Find every line below with the string "foliage" and pick it out.

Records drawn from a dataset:
——————————

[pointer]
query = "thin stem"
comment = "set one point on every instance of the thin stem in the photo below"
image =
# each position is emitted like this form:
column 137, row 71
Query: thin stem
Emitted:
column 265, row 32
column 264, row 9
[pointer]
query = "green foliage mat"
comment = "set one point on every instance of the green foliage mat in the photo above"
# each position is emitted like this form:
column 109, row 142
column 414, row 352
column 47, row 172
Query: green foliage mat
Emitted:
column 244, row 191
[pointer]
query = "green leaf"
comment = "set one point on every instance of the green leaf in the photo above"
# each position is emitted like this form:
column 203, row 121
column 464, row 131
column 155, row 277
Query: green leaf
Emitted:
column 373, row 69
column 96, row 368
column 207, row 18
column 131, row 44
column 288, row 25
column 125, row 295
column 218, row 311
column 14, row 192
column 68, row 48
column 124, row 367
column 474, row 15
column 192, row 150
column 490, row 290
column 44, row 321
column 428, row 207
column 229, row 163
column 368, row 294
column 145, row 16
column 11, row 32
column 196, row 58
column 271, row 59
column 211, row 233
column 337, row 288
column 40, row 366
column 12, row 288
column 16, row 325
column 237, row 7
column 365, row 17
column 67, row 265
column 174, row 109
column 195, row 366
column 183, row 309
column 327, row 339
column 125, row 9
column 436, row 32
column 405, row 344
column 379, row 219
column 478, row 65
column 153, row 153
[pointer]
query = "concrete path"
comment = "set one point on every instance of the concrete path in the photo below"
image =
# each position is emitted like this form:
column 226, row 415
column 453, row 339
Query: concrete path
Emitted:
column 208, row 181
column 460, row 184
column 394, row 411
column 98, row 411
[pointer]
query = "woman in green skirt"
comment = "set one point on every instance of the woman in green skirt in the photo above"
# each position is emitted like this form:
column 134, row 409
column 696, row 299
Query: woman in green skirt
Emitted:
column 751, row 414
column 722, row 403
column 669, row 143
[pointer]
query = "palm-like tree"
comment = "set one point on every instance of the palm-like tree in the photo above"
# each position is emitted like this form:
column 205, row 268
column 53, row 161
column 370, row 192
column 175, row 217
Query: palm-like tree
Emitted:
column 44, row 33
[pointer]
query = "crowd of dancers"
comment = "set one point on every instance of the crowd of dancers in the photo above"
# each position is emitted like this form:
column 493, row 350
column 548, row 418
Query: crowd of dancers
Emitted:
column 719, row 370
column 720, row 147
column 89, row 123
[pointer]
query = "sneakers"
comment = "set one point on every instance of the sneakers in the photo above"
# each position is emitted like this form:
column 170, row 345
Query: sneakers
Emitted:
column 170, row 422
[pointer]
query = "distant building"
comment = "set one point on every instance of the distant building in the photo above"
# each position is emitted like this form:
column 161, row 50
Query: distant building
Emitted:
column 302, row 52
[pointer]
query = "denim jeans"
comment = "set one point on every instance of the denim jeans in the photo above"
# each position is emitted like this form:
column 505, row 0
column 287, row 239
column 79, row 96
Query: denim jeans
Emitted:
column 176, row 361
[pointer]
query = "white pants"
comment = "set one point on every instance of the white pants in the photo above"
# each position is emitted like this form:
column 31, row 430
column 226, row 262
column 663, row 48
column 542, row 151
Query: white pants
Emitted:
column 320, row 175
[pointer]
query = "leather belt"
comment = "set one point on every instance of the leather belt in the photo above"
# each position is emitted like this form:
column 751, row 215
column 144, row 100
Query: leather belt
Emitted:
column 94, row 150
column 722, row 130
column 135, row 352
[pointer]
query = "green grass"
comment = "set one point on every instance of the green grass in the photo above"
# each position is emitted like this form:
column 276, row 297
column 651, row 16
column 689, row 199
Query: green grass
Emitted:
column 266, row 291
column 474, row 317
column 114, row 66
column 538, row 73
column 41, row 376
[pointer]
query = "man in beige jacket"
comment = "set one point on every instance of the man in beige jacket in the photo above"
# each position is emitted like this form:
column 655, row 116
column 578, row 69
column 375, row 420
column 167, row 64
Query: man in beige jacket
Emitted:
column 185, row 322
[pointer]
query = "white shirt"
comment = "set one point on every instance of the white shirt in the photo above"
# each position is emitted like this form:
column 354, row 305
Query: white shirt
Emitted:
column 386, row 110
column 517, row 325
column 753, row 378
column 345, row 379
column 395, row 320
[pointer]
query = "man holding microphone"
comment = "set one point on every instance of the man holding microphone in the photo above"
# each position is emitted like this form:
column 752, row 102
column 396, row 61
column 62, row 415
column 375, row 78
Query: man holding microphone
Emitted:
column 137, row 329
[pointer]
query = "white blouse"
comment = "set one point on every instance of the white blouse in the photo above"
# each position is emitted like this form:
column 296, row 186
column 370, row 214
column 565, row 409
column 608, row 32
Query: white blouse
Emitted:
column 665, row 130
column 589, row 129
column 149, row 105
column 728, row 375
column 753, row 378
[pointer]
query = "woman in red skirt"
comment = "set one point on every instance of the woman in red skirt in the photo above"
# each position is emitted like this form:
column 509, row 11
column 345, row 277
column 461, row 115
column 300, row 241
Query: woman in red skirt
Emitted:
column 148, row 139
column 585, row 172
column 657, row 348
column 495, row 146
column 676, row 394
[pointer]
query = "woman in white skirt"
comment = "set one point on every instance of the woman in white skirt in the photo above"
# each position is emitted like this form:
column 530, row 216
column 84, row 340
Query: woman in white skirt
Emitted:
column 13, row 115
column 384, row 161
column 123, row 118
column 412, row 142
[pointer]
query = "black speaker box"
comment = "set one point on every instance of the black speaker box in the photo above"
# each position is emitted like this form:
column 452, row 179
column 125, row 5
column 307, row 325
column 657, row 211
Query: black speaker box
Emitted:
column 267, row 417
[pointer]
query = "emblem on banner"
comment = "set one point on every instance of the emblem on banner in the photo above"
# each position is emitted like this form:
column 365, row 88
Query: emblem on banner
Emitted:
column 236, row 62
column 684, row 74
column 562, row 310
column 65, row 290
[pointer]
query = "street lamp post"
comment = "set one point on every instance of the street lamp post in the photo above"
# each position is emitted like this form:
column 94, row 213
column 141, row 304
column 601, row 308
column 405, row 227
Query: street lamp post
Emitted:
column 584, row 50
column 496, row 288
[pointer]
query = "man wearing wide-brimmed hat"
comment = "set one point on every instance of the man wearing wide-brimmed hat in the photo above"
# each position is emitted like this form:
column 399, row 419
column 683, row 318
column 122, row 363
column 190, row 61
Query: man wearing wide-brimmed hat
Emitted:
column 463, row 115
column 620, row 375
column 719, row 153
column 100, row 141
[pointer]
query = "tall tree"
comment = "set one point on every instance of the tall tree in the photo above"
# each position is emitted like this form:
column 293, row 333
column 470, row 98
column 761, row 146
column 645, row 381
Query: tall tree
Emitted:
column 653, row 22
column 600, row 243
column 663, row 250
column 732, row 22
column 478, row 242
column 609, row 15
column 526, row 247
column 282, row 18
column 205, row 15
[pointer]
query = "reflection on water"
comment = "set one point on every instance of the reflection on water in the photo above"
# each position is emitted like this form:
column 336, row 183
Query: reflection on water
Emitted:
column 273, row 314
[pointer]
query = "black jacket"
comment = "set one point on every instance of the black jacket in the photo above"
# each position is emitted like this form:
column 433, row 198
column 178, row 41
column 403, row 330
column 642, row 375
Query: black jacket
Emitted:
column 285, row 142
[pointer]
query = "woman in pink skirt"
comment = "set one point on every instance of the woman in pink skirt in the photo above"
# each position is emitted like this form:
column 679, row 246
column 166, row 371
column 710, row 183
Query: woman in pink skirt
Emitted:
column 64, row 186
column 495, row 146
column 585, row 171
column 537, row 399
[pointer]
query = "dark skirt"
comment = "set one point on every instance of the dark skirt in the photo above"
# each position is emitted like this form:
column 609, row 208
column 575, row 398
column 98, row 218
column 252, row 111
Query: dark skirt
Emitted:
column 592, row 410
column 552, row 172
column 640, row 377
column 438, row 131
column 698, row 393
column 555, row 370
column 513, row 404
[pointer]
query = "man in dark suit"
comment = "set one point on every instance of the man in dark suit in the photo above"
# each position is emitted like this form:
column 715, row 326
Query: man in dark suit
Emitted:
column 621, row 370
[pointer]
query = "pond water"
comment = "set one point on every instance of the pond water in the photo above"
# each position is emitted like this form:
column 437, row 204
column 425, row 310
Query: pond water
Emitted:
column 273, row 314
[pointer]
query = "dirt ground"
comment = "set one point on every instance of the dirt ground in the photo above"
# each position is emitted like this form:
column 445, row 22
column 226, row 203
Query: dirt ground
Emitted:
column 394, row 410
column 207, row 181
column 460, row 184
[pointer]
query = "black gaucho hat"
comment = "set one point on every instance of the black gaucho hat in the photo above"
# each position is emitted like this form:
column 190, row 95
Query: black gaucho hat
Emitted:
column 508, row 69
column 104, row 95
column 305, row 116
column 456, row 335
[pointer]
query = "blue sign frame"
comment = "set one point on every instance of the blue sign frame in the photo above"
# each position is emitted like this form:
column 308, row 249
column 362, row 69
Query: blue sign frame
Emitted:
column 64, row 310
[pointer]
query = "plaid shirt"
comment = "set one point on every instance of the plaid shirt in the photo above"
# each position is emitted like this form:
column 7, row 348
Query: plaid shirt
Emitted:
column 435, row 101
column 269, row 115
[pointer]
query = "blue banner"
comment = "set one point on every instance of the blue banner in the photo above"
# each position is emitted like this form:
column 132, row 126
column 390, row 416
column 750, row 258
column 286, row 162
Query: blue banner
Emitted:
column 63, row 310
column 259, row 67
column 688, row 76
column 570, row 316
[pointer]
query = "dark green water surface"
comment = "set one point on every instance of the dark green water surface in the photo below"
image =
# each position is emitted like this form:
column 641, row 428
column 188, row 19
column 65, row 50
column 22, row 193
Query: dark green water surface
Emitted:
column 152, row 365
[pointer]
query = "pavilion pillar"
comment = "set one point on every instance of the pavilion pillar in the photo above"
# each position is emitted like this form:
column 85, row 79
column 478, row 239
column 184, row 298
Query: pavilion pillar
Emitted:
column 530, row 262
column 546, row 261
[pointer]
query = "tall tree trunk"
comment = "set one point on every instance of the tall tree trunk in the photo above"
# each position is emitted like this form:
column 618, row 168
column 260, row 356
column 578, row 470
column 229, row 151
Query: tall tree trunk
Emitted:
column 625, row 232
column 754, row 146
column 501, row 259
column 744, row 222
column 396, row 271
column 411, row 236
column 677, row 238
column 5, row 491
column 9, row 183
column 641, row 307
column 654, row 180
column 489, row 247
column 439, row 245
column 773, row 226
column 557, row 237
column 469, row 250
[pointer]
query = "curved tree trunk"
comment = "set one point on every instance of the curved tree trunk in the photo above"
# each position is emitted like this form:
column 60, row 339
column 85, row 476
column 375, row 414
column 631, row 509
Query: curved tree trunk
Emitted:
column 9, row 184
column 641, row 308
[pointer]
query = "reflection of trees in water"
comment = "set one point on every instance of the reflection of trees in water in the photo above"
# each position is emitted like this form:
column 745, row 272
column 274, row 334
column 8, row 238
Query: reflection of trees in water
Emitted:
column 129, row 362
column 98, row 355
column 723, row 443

——————————

Answer section:
query = "green foliage mat"
comment = "set one point on every instance of the green foliage mat in the photo above"
Query: green foliage mat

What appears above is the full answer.